- EXERCISE REQUIREMENTS: Please copy all of the data below word for word, line by line, in the same order.

- DATA FOR PROCESSING:
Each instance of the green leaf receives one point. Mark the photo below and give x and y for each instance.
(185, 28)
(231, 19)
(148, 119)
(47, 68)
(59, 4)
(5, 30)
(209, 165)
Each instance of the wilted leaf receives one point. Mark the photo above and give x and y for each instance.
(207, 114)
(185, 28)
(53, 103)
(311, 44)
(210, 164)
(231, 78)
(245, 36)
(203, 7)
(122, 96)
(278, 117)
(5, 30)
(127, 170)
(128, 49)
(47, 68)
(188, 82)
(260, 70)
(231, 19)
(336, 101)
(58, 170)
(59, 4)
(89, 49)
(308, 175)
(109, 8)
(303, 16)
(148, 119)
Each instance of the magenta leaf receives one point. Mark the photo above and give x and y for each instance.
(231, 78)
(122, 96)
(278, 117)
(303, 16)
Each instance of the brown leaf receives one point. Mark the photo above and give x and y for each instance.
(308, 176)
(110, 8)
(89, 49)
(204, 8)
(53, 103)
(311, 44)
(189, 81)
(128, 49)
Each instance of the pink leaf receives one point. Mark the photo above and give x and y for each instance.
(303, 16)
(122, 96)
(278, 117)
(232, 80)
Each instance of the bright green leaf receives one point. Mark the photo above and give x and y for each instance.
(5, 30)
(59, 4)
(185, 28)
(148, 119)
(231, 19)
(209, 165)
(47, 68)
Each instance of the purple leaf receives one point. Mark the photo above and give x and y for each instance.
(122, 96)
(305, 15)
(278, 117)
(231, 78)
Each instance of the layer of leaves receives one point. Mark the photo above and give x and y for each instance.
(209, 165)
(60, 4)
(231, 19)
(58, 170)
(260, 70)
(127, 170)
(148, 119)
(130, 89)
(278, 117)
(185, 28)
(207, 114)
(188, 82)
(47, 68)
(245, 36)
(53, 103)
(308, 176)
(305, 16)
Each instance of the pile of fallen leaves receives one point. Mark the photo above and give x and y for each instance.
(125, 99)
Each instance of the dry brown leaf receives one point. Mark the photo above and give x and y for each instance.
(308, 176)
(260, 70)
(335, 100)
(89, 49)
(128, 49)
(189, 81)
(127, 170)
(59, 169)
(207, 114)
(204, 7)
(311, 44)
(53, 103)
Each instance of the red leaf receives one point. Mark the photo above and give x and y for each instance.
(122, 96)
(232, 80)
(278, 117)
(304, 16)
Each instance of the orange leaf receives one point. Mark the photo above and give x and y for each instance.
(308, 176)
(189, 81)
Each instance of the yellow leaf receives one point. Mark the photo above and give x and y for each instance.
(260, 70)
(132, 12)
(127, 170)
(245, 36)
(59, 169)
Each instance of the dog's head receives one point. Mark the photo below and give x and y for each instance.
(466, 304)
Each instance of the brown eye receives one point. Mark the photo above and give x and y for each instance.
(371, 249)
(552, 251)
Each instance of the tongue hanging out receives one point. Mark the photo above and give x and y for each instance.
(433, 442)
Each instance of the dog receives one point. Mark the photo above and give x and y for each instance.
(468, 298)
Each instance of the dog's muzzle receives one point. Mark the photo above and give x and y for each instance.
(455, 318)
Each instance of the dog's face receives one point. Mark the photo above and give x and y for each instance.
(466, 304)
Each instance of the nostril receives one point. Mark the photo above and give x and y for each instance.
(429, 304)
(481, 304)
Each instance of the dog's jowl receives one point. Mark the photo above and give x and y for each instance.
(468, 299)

- OUTPUT:
Each instance of the green leaf receives one point. Mark the photo below and give x and y for each instance.
(185, 28)
(231, 19)
(148, 119)
(47, 68)
(59, 4)
(5, 30)
(209, 165)
Each instance of the wilted leaf receives one point. Mark the photo above and give x and y for each instance.
(207, 114)
(185, 28)
(53, 103)
(311, 44)
(210, 164)
(231, 78)
(245, 36)
(203, 7)
(122, 96)
(278, 117)
(5, 30)
(127, 170)
(128, 49)
(47, 68)
(188, 82)
(260, 70)
(231, 19)
(336, 101)
(58, 170)
(59, 4)
(89, 49)
(308, 175)
(109, 8)
(303, 16)
(148, 119)
Each instance of the magenta leaf receives one point. Mark the photo above and give x and y for each instance.
(231, 78)
(122, 96)
(278, 117)
(303, 16)
Each instance of the brown leaf receives one point. Mark the photo above and give x and y for each instance.
(308, 176)
(110, 8)
(89, 49)
(204, 8)
(53, 103)
(311, 44)
(189, 81)
(128, 49)
Each instance of the pink leaf receives one point. Mark the photo above and give x and y for each instance.
(303, 16)
(122, 96)
(278, 117)
(232, 80)
Each instance of the bright green leaf receives one point. Mark the photo above and give x and y for each instance.
(5, 30)
(59, 4)
(185, 28)
(148, 119)
(231, 19)
(209, 165)
(47, 68)
Each instance of the purple leaf receives one point. Mark the photo above and give x and y for each instance.
(122, 96)
(305, 15)
(278, 117)
(231, 78)
Each instance of the layer of leaves receives one point. Mark the photo above and give x and y for each instance.
(209, 165)
(60, 4)
(231, 19)
(58, 170)
(260, 70)
(127, 170)
(148, 119)
(130, 89)
(278, 117)
(185, 28)
(207, 114)
(188, 82)
(47, 68)
(245, 36)
(53, 103)
(308, 176)
(305, 16)
Each instance of the pile of fallen leaves receives one point. Mark the photo above and give x and y for each instance.
(125, 99)
Each instance of the dry brown leaf receives one point. Mark the photo above and give x and y for each instance.
(308, 176)
(260, 70)
(335, 100)
(89, 49)
(128, 49)
(189, 81)
(127, 170)
(59, 169)
(207, 114)
(204, 7)
(311, 44)
(53, 103)
Each instance of the red leaf receives one point. Mark the photo above and give x and y for each instance.
(122, 96)
(232, 80)
(278, 117)
(304, 16)
Each instance of the orange leaf receives one point. Mark the photo above and give x and y for each instance.
(308, 176)
(189, 81)
Each instance of the yellow leaf receives one point. Mark the photo above and give x and y for each instance.
(260, 70)
(132, 12)
(127, 170)
(245, 36)
(59, 169)
Each instance of the dog's head receives one point. Mark the photo below and give x and y for each instance.
(466, 304)
Each instance of the brown eye receives one point. Mark the photo above and give x and y for each instance.
(371, 249)
(552, 251)
Each instance of the tongue hanging out receives one point. Mark the photo above and give x and y for each instance.
(433, 442)
Each instance of the dog receives one point. Mark the photo above and give x and y for each instance.
(468, 298)
Each instance of the dog's muzzle receives one point. Mark the photo above and give x and y for each instance.
(455, 318)
Each instance of the dog's face receives one point. Mark the photo above and give x and y for each instance.
(466, 304)
Each instance of the nostril receives one point. Mark the photo above and give x and y for each instance.
(429, 304)
(481, 304)
Each instance of the dog's jowl receives one point. Mark the photo above and give x and y for each instance.
(468, 299)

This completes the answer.